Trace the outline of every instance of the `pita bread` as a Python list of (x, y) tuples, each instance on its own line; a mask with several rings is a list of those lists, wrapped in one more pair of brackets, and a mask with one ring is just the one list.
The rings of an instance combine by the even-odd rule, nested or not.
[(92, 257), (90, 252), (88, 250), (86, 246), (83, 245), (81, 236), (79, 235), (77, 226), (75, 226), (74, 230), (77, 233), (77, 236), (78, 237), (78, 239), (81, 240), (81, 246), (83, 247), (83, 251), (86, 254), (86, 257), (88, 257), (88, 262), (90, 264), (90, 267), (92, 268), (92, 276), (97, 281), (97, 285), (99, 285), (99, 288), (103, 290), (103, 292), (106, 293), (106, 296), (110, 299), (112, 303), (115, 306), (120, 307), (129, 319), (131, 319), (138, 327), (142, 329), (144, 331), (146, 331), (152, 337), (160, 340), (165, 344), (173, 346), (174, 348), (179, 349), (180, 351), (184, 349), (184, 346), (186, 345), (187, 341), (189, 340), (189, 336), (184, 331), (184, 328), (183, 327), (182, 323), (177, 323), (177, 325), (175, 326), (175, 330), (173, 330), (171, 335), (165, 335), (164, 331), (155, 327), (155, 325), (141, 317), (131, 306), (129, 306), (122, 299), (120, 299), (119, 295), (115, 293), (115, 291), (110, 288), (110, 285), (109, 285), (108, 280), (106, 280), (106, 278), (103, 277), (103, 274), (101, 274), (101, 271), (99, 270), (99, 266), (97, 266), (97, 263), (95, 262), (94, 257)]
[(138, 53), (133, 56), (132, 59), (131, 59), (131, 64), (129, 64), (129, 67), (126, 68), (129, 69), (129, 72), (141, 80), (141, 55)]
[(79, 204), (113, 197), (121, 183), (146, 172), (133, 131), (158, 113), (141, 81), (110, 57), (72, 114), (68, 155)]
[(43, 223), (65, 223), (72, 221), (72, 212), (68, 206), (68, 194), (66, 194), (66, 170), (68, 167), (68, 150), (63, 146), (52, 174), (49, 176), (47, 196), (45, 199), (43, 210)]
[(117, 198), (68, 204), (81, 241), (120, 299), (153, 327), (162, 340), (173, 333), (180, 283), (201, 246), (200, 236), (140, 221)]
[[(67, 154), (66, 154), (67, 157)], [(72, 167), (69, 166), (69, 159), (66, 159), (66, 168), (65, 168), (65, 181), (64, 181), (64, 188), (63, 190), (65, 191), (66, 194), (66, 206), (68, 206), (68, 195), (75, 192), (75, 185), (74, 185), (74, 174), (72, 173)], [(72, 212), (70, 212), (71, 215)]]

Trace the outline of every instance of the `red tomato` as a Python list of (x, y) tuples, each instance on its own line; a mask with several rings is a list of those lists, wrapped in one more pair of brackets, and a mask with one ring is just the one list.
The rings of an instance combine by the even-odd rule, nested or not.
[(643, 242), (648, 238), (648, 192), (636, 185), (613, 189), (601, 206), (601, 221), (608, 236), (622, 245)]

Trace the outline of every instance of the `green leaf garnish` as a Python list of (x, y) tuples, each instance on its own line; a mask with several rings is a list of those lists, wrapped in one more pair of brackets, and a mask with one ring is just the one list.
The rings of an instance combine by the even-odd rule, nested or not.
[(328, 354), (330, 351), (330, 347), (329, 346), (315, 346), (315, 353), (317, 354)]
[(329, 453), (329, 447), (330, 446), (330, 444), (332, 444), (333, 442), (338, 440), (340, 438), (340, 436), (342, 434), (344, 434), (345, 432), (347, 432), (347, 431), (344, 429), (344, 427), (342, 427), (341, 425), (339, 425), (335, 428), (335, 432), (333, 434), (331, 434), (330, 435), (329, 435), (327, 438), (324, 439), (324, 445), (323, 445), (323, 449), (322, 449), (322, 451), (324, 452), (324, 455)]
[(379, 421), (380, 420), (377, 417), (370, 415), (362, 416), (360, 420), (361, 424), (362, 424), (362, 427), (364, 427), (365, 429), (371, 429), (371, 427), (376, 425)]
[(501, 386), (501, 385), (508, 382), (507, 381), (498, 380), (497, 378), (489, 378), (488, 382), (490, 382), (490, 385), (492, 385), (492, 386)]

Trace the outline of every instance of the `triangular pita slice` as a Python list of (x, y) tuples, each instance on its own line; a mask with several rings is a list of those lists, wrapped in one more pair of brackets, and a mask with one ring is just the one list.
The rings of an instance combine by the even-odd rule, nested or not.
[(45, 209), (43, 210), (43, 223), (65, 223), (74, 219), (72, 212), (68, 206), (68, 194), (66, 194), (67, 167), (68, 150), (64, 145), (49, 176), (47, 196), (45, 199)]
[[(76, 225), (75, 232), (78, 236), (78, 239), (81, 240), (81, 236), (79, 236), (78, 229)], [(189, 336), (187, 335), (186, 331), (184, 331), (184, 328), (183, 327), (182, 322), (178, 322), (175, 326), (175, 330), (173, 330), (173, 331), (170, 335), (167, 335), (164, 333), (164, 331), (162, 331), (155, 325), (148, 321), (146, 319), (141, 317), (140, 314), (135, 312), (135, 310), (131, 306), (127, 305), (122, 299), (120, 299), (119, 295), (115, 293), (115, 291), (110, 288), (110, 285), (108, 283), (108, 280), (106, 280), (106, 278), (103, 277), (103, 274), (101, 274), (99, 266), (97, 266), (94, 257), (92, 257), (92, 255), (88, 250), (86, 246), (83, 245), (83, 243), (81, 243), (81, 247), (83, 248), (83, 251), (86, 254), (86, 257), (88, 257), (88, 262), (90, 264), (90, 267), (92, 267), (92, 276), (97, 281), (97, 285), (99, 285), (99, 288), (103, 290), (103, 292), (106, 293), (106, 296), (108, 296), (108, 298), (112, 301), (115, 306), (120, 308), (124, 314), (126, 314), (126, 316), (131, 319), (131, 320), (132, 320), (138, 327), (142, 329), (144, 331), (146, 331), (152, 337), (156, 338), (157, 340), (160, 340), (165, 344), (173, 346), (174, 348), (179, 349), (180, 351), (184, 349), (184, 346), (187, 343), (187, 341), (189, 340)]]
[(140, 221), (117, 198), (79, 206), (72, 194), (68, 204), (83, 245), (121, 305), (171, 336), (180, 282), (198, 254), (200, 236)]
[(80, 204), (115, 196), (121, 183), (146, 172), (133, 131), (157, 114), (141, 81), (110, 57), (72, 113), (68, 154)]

WRITTEN TASK -> Word for word, restate all of the data shown above.

OUTPUT OF THE EXERCISE ->
Trace the outline of every instance of the `pita bread` as a Python list of (x, y) tuples, each instance on its own line; a mask with several rings is a list of those lists, wrapped in one more pair of brackets, and a mask with one ring is just the one list.
The rings of an instance combine by the even-odd rule, nested or not.
[(92, 257), (90, 252), (88, 250), (86, 246), (83, 245), (81, 236), (79, 235), (77, 226), (75, 226), (74, 230), (77, 233), (77, 236), (78, 237), (78, 239), (81, 240), (81, 246), (83, 247), (83, 251), (86, 254), (86, 257), (88, 257), (88, 262), (90, 264), (90, 267), (92, 268), (92, 276), (97, 281), (97, 285), (99, 285), (99, 288), (103, 290), (103, 292), (106, 293), (106, 296), (110, 299), (112, 303), (115, 306), (120, 307), (129, 319), (131, 319), (138, 327), (142, 329), (144, 331), (146, 331), (152, 337), (160, 340), (165, 344), (173, 346), (174, 348), (179, 349), (180, 351), (184, 349), (184, 346), (186, 345), (187, 341), (189, 340), (189, 336), (184, 331), (184, 328), (183, 327), (182, 323), (177, 323), (177, 325), (175, 326), (175, 330), (173, 330), (171, 335), (165, 335), (164, 331), (155, 327), (155, 325), (141, 317), (131, 306), (129, 306), (122, 299), (120, 299), (119, 295), (115, 293), (115, 291), (110, 288), (110, 285), (109, 285), (108, 280), (106, 280), (106, 278), (103, 277), (103, 274), (101, 274), (101, 271), (99, 270), (99, 266), (97, 266), (97, 263), (95, 262), (94, 257)]
[(138, 53), (133, 56), (132, 59), (131, 59), (131, 64), (129, 64), (129, 67), (126, 68), (129, 69), (129, 72), (141, 80), (141, 55)]
[(79, 204), (113, 197), (121, 183), (146, 172), (133, 131), (158, 113), (141, 81), (110, 57), (72, 114), (68, 155)]
[(43, 223), (65, 223), (72, 221), (72, 212), (68, 206), (68, 194), (66, 194), (66, 170), (68, 167), (68, 150), (63, 146), (52, 174), (49, 176), (47, 196), (45, 199), (43, 210)]
[(117, 198), (68, 204), (81, 241), (120, 299), (153, 327), (162, 340), (173, 333), (180, 283), (201, 246), (200, 236), (140, 221)]
[[(67, 154), (66, 154), (67, 157)], [(72, 167), (69, 166), (69, 159), (66, 159), (66, 168), (65, 168), (65, 181), (64, 181), (64, 188), (63, 190), (65, 191), (66, 194), (66, 206), (68, 206), (68, 195), (75, 192), (75, 185), (74, 185), (74, 174), (72, 173)], [(72, 212), (70, 212), (71, 215)]]

Trace the outline of every instance of the `red tomato` as a Python list of (x, y) tuples, each instance on its own line; a mask with several rings is a list of those lists, wrapped in one more pair of brackets, and a mask with one ring is just the one list.
The rings of an instance combine by the even-odd rule, nested or not.
[(643, 242), (648, 238), (648, 192), (636, 185), (613, 189), (601, 206), (601, 221), (608, 236), (622, 245)]

Trace the outline of every instance of the `green leaf garnish` as a Python list of (x, y) tuples, each instance on its own line; a mask with several rings is a list of those lists, wrapped in one more pair of brackets, and a mask with one ring is just the one list.
The rings of an instance combine by the even-odd rule, nested or not.
[(328, 354), (330, 351), (330, 347), (329, 346), (315, 346), (315, 353), (317, 354)]
[(329, 453), (329, 447), (330, 446), (330, 444), (332, 444), (333, 442), (338, 440), (340, 438), (340, 436), (342, 434), (344, 434), (345, 432), (347, 432), (347, 431), (344, 429), (344, 427), (342, 427), (341, 425), (339, 425), (335, 428), (335, 432), (333, 434), (331, 434), (330, 435), (329, 435), (327, 438), (324, 439), (324, 445), (323, 445), (323, 449), (322, 449), (322, 451), (324, 452), (324, 455)]
[(379, 421), (380, 420), (377, 417), (370, 415), (362, 416), (360, 420), (361, 424), (362, 424), (362, 427), (364, 427), (365, 429), (371, 429), (371, 427), (376, 425)]
[(501, 386), (501, 385), (508, 382), (507, 381), (498, 380), (497, 378), (489, 378), (488, 382), (490, 382), (490, 385), (492, 385), (492, 386)]

Trace the outline of every instance of the `triangular pita slice` as a Python list of (x, y) tuples, each instance on its own line; a mask with several rings is a list of those lists, wrapped in one more pair of brackets, and a mask with one ring is just the one list.
The rings of an instance combine by the even-odd rule, nested or not.
[(45, 209), (43, 210), (43, 223), (65, 223), (74, 219), (72, 212), (68, 206), (68, 194), (66, 194), (67, 167), (68, 150), (64, 145), (49, 176), (47, 196), (45, 199)]
[[(76, 225), (75, 232), (78, 236), (78, 239), (81, 240), (81, 236), (79, 236), (78, 229)], [(189, 336), (187, 335), (186, 331), (184, 331), (184, 328), (183, 327), (182, 322), (178, 322), (175, 326), (175, 330), (173, 330), (173, 331), (170, 335), (167, 335), (164, 333), (164, 331), (162, 331), (155, 325), (148, 321), (146, 319), (141, 317), (140, 314), (135, 312), (135, 310), (131, 306), (127, 305), (122, 299), (120, 299), (119, 295), (115, 293), (115, 291), (110, 288), (110, 285), (108, 283), (108, 280), (106, 280), (106, 278), (103, 277), (103, 274), (101, 274), (99, 266), (97, 266), (94, 257), (92, 257), (92, 255), (88, 250), (86, 246), (83, 245), (83, 243), (81, 243), (81, 247), (83, 248), (83, 251), (86, 254), (86, 257), (88, 257), (88, 262), (90, 264), (90, 267), (92, 267), (92, 276), (97, 281), (97, 285), (99, 285), (99, 288), (103, 290), (103, 292), (106, 293), (106, 296), (108, 296), (108, 298), (112, 301), (115, 306), (120, 308), (124, 314), (126, 314), (126, 316), (131, 319), (131, 320), (132, 320), (138, 327), (142, 329), (144, 331), (146, 331), (152, 337), (156, 338), (157, 340), (160, 340), (165, 344), (173, 346), (174, 348), (179, 349), (180, 351), (184, 349), (184, 346), (187, 343), (187, 341), (189, 340)]]
[(140, 221), (117, 198), (79, 206), (72, 194), (68, 204), (83, 245), (121, 305), (171, 336), (180, 282), (198, 254), (200, 236)]
[(80, 204), (115, 196), (121, 183), (146, 172), (133, 131), (157, 114), (141, 81), (110, 57), (72, 113), (68, 154)]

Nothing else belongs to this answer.